*Written exercise*:
Write out the entries below word for word, starting at the line that contains "stone wall, each" and stopping after the last line of the entries.

## Start Listing

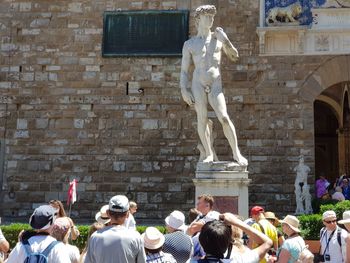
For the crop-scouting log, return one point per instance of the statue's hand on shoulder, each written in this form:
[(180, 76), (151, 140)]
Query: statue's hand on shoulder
[(187, 96), (220, 35)]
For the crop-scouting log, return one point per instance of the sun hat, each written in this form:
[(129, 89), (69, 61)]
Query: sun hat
[(346, 218), (330, 214), (271, 215), (292, 222), (101, 216), (61, 226), (257, 210), (176, 220), (152, 238), (43, 217), (119, 203)]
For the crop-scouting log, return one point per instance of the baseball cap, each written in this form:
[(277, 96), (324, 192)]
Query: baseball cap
[(176, 220), (43, 217), (152, 238), (102, 217), (328, 215), (256, 210), (119, 203)]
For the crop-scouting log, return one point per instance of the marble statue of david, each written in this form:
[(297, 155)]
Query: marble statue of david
[(205, 51)]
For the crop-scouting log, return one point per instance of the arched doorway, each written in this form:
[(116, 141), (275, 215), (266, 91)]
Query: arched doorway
[(332, 132), (346, 133), (326, 90), (326, 141)]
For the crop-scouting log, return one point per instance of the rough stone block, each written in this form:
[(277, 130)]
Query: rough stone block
[(150, 124), (22, 124)]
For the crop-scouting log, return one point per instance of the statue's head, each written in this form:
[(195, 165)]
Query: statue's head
[(206, 10)]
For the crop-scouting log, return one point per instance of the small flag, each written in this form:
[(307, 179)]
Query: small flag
[(72, 192)]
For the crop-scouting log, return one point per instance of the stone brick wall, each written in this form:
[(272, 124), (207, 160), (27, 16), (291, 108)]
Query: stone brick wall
[(65, 112)]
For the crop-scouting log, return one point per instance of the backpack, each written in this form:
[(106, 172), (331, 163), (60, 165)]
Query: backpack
[(323, 230), (37, 257)]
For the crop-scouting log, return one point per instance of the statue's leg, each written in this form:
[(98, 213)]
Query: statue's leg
[(203, 128), (217, 101)]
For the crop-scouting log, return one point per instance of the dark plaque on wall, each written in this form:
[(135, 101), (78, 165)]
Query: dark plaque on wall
[(144, 33)]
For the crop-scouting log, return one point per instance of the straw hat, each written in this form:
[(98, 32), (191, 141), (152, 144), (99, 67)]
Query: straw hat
[(176, 220), (271, 215), (152, 238), (292, 222), (346, 218), (102, 217)]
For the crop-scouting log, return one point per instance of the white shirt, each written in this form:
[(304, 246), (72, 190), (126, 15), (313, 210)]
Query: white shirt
[(336, 254), (58, 253)]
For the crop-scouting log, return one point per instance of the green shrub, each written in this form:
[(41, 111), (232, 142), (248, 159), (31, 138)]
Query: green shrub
[(12, 231), (80, 242), (338, 208), (310, 226), (317, 203)]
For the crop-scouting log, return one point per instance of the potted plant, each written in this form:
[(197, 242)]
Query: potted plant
[(310, 230)]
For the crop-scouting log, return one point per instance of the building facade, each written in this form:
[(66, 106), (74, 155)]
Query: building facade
[(119, 125)]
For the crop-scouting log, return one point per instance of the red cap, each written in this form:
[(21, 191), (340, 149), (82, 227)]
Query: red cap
[(256, 210)]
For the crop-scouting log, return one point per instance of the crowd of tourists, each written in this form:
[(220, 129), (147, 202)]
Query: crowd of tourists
[(209, 237)]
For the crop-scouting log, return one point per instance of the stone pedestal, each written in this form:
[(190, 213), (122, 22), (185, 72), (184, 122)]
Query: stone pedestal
[(227, 182)]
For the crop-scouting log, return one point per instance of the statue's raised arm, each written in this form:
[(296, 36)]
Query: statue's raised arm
[(228, 47), (204, 50)]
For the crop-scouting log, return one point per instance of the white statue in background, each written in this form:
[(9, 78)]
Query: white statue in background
[(204, 50), (302, 189)]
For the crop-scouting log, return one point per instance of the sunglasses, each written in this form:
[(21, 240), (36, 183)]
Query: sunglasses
[(331, 221)]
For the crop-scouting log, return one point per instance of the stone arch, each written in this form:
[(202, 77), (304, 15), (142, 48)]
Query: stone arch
[(345, 95), (332, 71)]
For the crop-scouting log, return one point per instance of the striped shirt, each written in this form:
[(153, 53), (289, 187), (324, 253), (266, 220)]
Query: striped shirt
[(160, 257)]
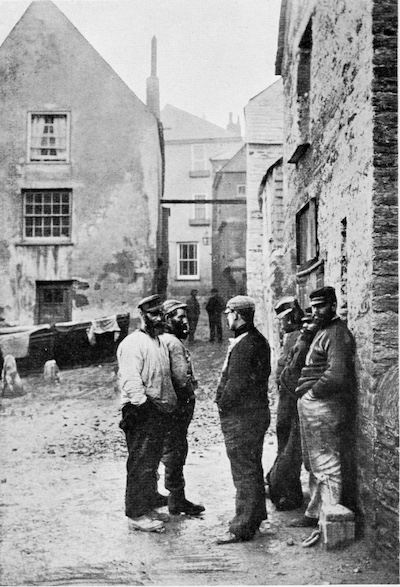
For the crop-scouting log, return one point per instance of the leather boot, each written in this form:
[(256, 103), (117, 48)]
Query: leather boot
[(178, 504)]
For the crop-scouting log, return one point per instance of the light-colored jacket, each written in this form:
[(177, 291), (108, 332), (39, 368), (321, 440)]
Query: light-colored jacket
[(144, 371)]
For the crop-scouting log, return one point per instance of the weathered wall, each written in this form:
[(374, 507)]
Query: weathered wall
[(114, 171), (349, 169)]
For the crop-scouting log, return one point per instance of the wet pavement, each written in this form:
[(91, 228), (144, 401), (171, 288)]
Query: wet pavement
[(62, 499)]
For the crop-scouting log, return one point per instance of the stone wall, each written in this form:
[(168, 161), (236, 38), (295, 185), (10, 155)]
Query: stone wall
[(349, 168)]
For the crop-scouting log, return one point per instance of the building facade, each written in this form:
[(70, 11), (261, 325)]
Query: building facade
[(191, 144), (81, 177), (338, 64), (229, 225), (264, 138)]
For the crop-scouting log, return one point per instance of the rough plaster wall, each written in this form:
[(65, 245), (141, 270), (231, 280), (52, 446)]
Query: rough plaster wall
[(114, 172), (339, 171), (259, 158)]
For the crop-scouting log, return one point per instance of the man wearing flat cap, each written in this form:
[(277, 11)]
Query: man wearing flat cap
[(326, 389), (242, 399), (283, 479), (147, 399), (176, 444)]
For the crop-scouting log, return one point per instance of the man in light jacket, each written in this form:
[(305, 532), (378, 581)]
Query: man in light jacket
[(147, 400)]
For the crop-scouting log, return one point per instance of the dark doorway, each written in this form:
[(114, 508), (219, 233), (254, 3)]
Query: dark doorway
[(53, 301)]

## End Listing

*Solution below*:
For the crop-scouting log, return one point per instance of the stone wall, each written in this form:
[(168, 161), (236, 38), (295, 185), (10, 155)]
Query: stone wall
[(349, 168)]
For the crop-scouting log, return one point per instance of the building facade, each written in this form:
[(70, 11), (261, 325)]
Query: building facade
[(191, 144), (81, 177), (338, 64), (229, 225), (264, 138)]
For the crop-scouting log, return one point per instance of the rough plaster wall, each written in this form:
[(65, 245), (141, 270), (231, 280), (52, 446)]
Query: rough plaster wall
[(114, 172), (339, 171), (259, 158)]
For the crop-scouting log, return one point per instance of the man wearing flat cap, each written in this form:
[(277, 11)]
Query: man wearing flat cap
[(326, 389), (242, 399), (283, 479), (147, 399), (176, 444)]
For the crop-scouting log, return one point per instance of the man in light jacket, each written in this form:
[(305, 532), (378, 581)]
Query: man in light jacket
[(147, 400)]
For the crop-scouting log, return one point per instance of the dark doorway, each written in this form:
[(114, 508), (219, 233), (254, 3)]
Query: dark doorway
[(53, 301)]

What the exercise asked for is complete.